Berorientasi Ekspor, Industri Otomotif Korea Selatan Alami Goncangan
Kondisi Indonesia dan Korea Selatan di tengah pandemi cukup berbeda. Satu perbedaan yang cukup mencolok adalah Korea Selatan tidak memberlakukan kebijakan lockdown. Jadi, ketika bicara mengenai industri otomotif di Negeri Ginseng, showroom-showroom kendaraan tidak pernah tutup. Namun, pengecualian tetap ada ketika ditemukan kasus tertentu yang membuat perusahaan harus menutup showroom selama beberapa hari.
Sejumlah pabrik di Korea Selatan pun ada yang mengalami penutupan sementara. Tapi, kebanyakan dikarenakan suplai yang terputus. Banyak perusahaan mengandalkan suplai dari China. Namun, sekarang bisnis-bisnis tersebut sudah mulai dibuka kembali.
“Saya rasa di Indonesia permasalahannya cukup berat, terutama karena tenaga kerja. Showroom kemudian harus tutup karena tidak ada orang yang bisa melakukan transaksi jual-beli kendaraan bermotor,” ungkap Duta Besar Indonesia untuk Korea Selatan Umar Hadi di acara Industry Round Table, Surviving The COVID-19, Preparing The Post: Automotive Industry Perspective, hari ini (15/05/2020).
Sama seperti negara-negara yang terpapar COVID-19 di seluruh dunia, Korea Selatan ikut mengalami goncangan mulai dari suplai maupun permintaan. Namun, pada Mei 2020, industri otomotif di Korea Selatan sudah mulai pulih meski masih ada permasalahan karena bisnis ini berorientasi pada ekspor.

→ Data untuk Analisis:

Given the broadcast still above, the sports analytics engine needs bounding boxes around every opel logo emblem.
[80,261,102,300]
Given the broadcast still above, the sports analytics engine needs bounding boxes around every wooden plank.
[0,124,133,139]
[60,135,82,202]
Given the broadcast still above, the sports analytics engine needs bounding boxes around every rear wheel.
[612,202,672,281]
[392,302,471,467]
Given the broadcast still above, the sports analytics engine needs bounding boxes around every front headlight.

==

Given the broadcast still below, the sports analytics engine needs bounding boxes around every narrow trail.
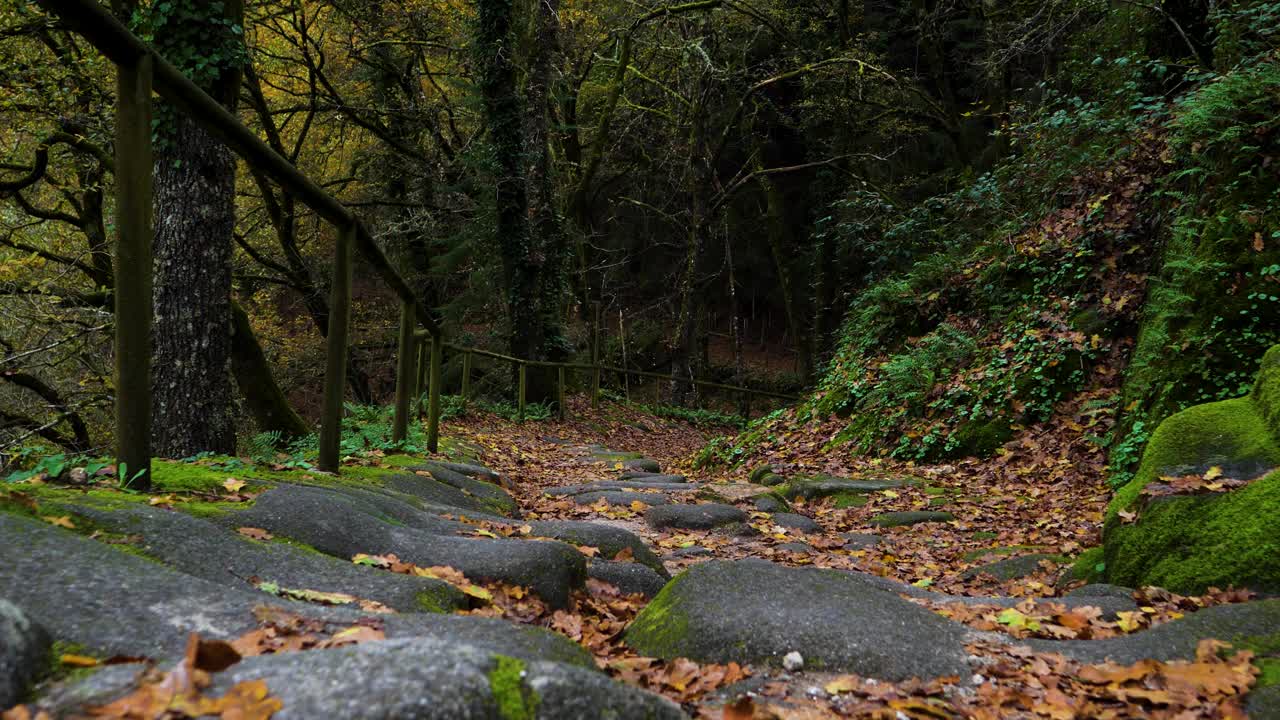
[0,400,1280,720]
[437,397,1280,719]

→ Tugas:
Salin dengan tepat bagian teks tentang industri otomotif Korea Selatan dari "Sejumlah pabrik di" sampai "hari ini (15/05/2020).".

→ Jawaban Latihan:
Sejumlah pabrik di Korea Selatan pun ada yang mengalami penutupan sementara. Tapi, kebanyakan dikarenakan suplai yang terputus. Banyak perusahaan mengandalkan suplai dari China. Namun, sekarang bisnis-bisnis tersebut sudah mulai dibuka kembali.
“Saya rasa di Indonesia permasalahannya cukup berat, terutama karena tenaga kerja. Showroom kemudian harus tutup karena tidak ada orang yang bisa melakukan transaksi jual-beli kendaraan bermotor,” ungkap Duta Besar Indonesia untuk Korea Selatan Umar Hadi di acara Industry Round Table, Surviving The COVID-19, Preparing The Post: Automotive Industry Perspective, hari ini (15/05/2020).